* start THE DATA *

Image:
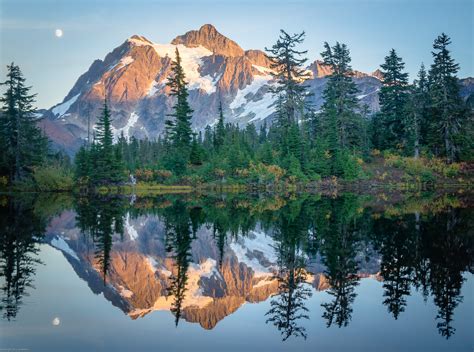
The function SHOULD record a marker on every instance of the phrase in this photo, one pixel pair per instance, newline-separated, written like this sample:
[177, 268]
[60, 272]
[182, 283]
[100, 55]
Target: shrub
[53, 178]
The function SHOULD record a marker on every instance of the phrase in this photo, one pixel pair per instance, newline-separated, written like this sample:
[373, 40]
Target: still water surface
[236, 273]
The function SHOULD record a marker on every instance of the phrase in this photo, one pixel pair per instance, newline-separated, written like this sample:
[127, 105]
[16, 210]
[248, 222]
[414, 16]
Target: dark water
[237, 273]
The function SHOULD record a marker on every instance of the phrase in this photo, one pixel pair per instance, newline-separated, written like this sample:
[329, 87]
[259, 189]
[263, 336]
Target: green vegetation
[424, 129]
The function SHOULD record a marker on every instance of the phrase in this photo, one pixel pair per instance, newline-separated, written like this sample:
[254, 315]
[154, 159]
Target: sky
[92, 28]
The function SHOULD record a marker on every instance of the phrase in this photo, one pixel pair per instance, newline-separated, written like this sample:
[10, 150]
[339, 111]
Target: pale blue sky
[92, 28]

* end THE DATA *

> [PROBLEM TO SOLVE]:
Give back all entries exactly. No pictures belong in the copy.

> [WRITTEN REPLY]:
Image:
The function SHOULD record a marker on every instance of the phrase in this photo, one pixel pair per instance, newline-separated, written like this sample:
[177, 268]
[60, 272]
[182, 283]
[100, 55]
Target: shrub
[53, 178]
The function SHOULD record a marker on every instance of the phrase in this photo, one pixel pair per instance, newline-separated, written like this sample:
[373, 40]
Target: still water surface
[236, 273]
The function SHOULD record a marker on every instance of the phrase in this photo, one pixel pair per instance, newline-separated, written like this sample:
[127, 105]
[16, 210]
[248, 222]
[414, 16]
Target: dark water
[237, 273]
The function SHOULD record a marker on every instance of the phrase in this photo, one pixel pair per instance, newline-separated, written like this sample:
[329, 87]
[259, 189]
[263, 336]
Target: green vegetation
[424, 129]
The function SHOULD record a marker on every instance of the phrase in this photo, one pixel pair per instance, newline-separated, written like this sample:
[254, 315]
[154, 159]
Target: sky
[92, 28]
The function SHOULD record a marker on every instance of the phrase in this photo, one pixel pair per instance, newline-separated, written like this sample:
[10, 150]
[339, 111]
Target: pale blue sky
[92, 28]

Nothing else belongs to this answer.